Entries pointing to named objects
BEGIN
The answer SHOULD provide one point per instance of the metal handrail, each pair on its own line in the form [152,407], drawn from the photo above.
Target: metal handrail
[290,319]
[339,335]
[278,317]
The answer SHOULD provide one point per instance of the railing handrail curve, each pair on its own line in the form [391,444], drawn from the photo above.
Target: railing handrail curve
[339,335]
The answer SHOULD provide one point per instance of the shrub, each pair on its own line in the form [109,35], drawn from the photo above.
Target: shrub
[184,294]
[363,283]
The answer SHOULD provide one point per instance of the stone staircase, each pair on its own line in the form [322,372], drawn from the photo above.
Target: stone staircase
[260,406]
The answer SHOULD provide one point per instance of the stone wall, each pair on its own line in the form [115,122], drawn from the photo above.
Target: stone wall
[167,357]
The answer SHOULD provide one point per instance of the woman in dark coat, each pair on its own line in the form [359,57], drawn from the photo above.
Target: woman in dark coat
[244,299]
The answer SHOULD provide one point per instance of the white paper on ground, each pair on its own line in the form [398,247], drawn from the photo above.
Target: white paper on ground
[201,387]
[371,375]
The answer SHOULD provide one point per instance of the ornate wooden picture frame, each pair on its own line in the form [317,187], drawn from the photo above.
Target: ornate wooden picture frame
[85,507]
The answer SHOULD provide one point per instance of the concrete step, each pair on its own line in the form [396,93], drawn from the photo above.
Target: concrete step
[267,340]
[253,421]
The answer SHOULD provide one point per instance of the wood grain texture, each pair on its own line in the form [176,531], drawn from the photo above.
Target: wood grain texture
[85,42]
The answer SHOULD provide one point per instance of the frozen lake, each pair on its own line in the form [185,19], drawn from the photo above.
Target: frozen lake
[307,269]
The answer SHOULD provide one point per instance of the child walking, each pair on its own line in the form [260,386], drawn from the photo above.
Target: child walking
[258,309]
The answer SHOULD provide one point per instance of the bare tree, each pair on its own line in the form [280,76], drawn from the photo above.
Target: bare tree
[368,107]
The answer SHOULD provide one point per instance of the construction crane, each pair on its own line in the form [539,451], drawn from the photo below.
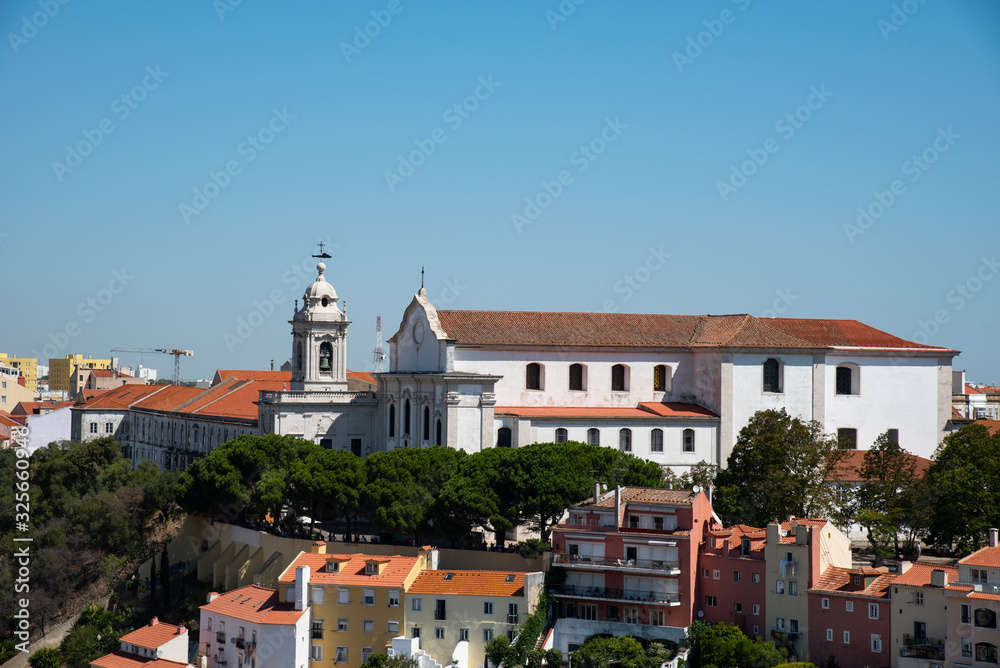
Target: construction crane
[165,351]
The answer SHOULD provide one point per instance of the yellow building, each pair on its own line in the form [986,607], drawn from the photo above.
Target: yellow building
[27,366]
[356,601]
[61,370]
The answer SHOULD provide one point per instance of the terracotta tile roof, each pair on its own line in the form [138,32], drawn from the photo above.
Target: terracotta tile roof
[673,497]
[254,604]
[119,398]
[121,659]
[468,583]
[837,579]
[584,412]
[988,557]
[251,374]
[919,575]
[352,572]
[848,469]
[154,634]
[633,330]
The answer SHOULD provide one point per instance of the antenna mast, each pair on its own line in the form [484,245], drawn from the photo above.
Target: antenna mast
[379,355]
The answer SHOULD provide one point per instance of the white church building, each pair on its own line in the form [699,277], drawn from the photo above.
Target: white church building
[675,389]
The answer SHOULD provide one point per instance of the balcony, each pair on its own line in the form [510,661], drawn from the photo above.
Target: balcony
[608,594]
[656,565]
[920,647]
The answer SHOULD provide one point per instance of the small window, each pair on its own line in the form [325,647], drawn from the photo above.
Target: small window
[660,378]
[533,376]
[847,379]
[619,378]
[625,440]
[772,375]
[847,438]
[656,440]
[689,440]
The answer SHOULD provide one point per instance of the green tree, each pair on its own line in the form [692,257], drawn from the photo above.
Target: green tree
[600,652]
[882,499]
[963,488]
[778,467]
[47,657]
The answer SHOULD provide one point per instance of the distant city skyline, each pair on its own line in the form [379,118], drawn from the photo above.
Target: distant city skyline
[168,171]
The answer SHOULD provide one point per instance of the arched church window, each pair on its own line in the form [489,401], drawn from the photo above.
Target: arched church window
[325,357]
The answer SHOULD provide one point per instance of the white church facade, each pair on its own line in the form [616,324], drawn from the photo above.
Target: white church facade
[673,389]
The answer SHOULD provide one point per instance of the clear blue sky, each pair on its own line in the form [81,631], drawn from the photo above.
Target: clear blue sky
[888,92]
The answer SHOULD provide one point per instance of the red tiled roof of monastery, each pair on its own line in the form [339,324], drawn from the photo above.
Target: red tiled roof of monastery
[919,575]
[468,583]
[254,604]
[154,634]
[635,330]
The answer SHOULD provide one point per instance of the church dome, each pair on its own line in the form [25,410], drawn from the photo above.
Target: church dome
[319,289]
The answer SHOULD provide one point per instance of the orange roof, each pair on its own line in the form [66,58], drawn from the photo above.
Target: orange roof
[468,583]
[254,604]
[251,374]
[837,579]
[586,412]
[634,330]
[353,571]
[987,556]
[848,469]
[673,497]
[121,659]
[919,575]
[155,634]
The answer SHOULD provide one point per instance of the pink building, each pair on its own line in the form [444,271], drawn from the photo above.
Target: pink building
[631,558]
[850,617]
[731,583]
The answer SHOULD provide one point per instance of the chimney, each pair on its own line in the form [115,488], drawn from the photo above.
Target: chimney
[618,507]
[301,587]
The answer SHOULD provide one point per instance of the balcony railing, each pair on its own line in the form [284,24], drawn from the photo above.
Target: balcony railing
[920,647]
[646,564]
[638,595]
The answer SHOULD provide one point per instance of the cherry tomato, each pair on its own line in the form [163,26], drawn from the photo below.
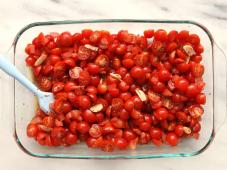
END
Render all the lines above as a Markdown table with the columns Row and Line, numbering each line and skipping any blank ones. Leave the pictures out of the table.

| Row | Line |
|---|---|
| 1 | The answer SHOULD provide one point per instance of the metal handrail, each pair on its own line in the form [152,407], drawn from the photo above. |
| 2 | Target: metal handrail |
| 3 | [290,319] |
| 4 | [339,335] |
| 5 | [278,317] |
| 6 | The answer SHOULD provide one point per instance of the railing handrail curve, each pair on its own line in the form [391,444], drawn from the photo above. |
| 7 | Target: railing handrail curve |
| 8 | [339,335] |
| 9 | The answer SHOULD provide one point per instance of the shrub, each pair on its own line in the form [109,35], drawn from the photo above. |
| 10 | Target: shrub |
| 11 | [184,294] |
| 12 | [363,283] |
| 13 | The answer SHOULD provide one point per instance of the stone staircase, each pair on its own line in the form [322,372], drawn from the photo above. |
| 14 | Target: stone staircase |
| 15 | [260,406] |
| 16 | The answer SHOULD provide one point per instance of the stone wall, each pair on its own line in the form [115,122], drawn from the photo above. |
| 17 | Target: stone wall |
| 18 | [167,357] |
| 19 | The answer SHOULD provide one point per instance of the woman in dark coat, each pair on its own line in the form [359,57], drawn from the photo above. |
| 20 | Target: woman in dark coat |
| 21 | [244,299] |
| 22 | The answer SHOULD provide one point per instance of the white paper on ground, each pair on its own line in the form [398,247], drawn from the photo above. |
| 23 | Target: white paper on ground |
| 24 | [201,387] |
| 25 | [371,375] |
| 26 | The answer SHOULD provide one point per instance of the ornate wooden picture frame, each pair on its own line in the form [317,187], drawn from the photo above. |
| 27 | Target: ornate wooden picture frame |
| 28 | [85,507] |
| 29 | The answer SHOULD provide one point per instance of the concrete step, each pair on its own line in the form [396,93], drawn from the photo above. |
| 30 | Target: concrete step |
| 31 | [267,340] |
| 32 | [253,421] |
| 33 | The answer SHOULD provide one point per instance of the wood grain texture, each pair on its own line in the form [176,531], drawn from the photo above. |
| 34 | Target: wood grain texture |
| 35 | [85,42] |
| 36 | The answer SHOULD provide one point per instance of the frozen lake, each pair on its own line in the form [185,19], drawn from the photo above. |
| 37 | Target: frozen lake |
| 38 | [307,269] |
| 39 | The answer SHOULD provide one point per instance of the child walking, each pair on its own line in the form [260,386], drawn from the photo above. |
| 40 | Target: child walking |
| 41 | [258,309] |
| 42 | The answer SHOULD provide one point per instance of the bare tree, each pair on its own line in the form [280,76], drawn from the photo above. |
| 43 | Target: bare tree |
| 44 | [368,107] |
| 45 | The answer SHOULD provide one point per instance of the construction crane, each pair on its own line in the form [539,451], drawn from the photo below. |
| 46 | Target: construction crane |
| 47 | [165,351] |
| 48 | The answer SHOULD provide one point per instance of the yellow building, each pair on its own line in the form [986,607], drawn from the photo above. |
| 49 | Target: yellow building |
| 50 | [27,366] |
| 51 | [356,601] |
| 52 | [61,370] |
| 53 | The answer SHOULD provide one point per instance of the terracotta tile roof, each pair on its own line in the form [138,32], drawn from the photo above. |
| 54 | Target: terracotta tile roof |
| 55 | [673,497] |
| 56 | [254,604] |
| 57 | [119,398] |
| 58 | [121,659] |
| 59 | [468,583] |
| 60 | [837,579] |
| 61 | [584,412] |
| 62 | [988,557] |
| 63 | [251,374] |
| 64 | [919,575] |
| 65 | [352,572] |
| 66 | [848,469] |
| 67 | [154,634] |
| 68 | [633,330] |
| 69 | The answer SHOULD provide one point per instance of the antenna mast, each pair on its own line in the form [484,245], drawn from the photo above. |
| 70 | Target: antenna mast |
| 71 | [379,355] |
| 72 | The answer SHOULD provide one point per instance of the white church building, each pair on its own line in the form [699,277], drawn from the photo above. |
| 73 | Target: white church building |
| 74 | [675,389] |
| 75 | The answer SHOULD provide one point per instance of the balcony, each pair on its own line in the form [510,661], drawn from the photo above. |
| 76 | Target: balcony |
| 77 | [608,594] |
| 78 | [656,565] |
| 79 | [920,647] |
| 80 | The answer SHOULD provide one point per instance of the small window, each pair on its own line in the form [325,647], drawn from the photo above. |
| 81 | Target: small window |
| 82 | [660,378] |
| 83 | [533,376] |
| 84 | [847,379] |
| 85 | [619,378] |
| 86 | [625,440] |
| 87 | [772,375] |
| 88 | [847,438] |
| 89 | [656,440] |
| 90 | [689,440] |
| 91 | The answer SHOULD provide one point per instance of the green tree, each pair on its own line in the form [692,257], drawn from the photo above. |
| 92 | Target: green tree |
| 93 | [600,652] |
| 94 | [882,499] |
| 95 | [963,488] |
| 96 | [778,467] |
| 97 | [47,657] |
| 98 | The answer SHOULD provide one point per instance of the distant city skyline, each pair on its own line in the form [379,118], drawn from the photo above. |
| 99 | Target: distant city skyline |
| 100 | [168,171] |
| 101 | The answer SHOULD provide one point per instance of the arched church window, each pair on its own line in the form [489,401], drawn from the photo above. |
| 102 | Target: arched church window |
| 103 | [325,357] |
| 104 | The answer SHOULD provide one point per instance of the white church facade, each pair on its own line in the form [616,324], drawn from the photo above. |
| 105 | Target: white church facade |
| 106 | [673,389] |
| 107 | The answer SHOULD provide one point per instance of the clear blue sky, each pair on its own line in the form [81,631], drawn from the photo above. |
| 108 | Target: clear blue sky |
| 109 | [888,92] |
| 110 | The answer SHOULD provide one point per instance of the red tiled roof of monastery, each pair on its own line in the form [339,324], drawn from the photo above. |
| 111 | Target: red tiled roof of monastery |
| 112 | [919,575] |
| 113 | [468,583] |
| 114 | [254,604] |
| 115 | [154,634] |
| 116 | [635,330] |
| 117 | The answer SHOULD provide one point per instance of the church dome, each pair on its own line in the form [25,410], drawn from the photo above. |
| 118 | Target: church dome |
| 119 | [319,289] |
| 120 | The answer SHOULD provide one point per instance of the orange roof, each pair on its own line in the form [66,58], drawn from the photo above. |
| 121 | Target: orange roof |
| 122 | [468,583] |
| 123 | [254,604] |
| 124 | [251,374] |
| 125 | [837,579] |
| 126 | [586,412] |
| 127 | [634,330] |
| 128 | [353,571] |
| 129 | [987,556] |
| 130 | [848,469] |
| 131 | [673,497] |
| 132 | [121,659] |
| 133 | [919,575] |
| 134 | [155,634] |
| 135 | The answer SHOULD provide one point per instance of the pink building, each pair on its own line in the form [444,271], drawn from the photo above. |
| 136 | Target: pink building |
| 137 | [631,558] |
| 138 | [850,617] |
| 139 | [731,583] |
| 140 | The answer SHOULD provide one point per instance of the chimney, each pair on its own line in the form [115,488], drawn from the photo above. |
| 141 | Target: chimney |
| 142 | [618,507] |
| 143 | [301,587] |
| 144 | The answer SHOULD provide one point per instance of the balcony railing, each pair on its own line in the form [284,24], drawn from the photo above. |
| 145 | Target: balcony railing |
| 146 | [920,647] |
| 147 | [646,564] |
| 148 | [638,595] |
| 149 | The answer SHOULD provide one point per instance of the cherry tomato, each pair on its own line in the form [163,26], drawn from the photo below. |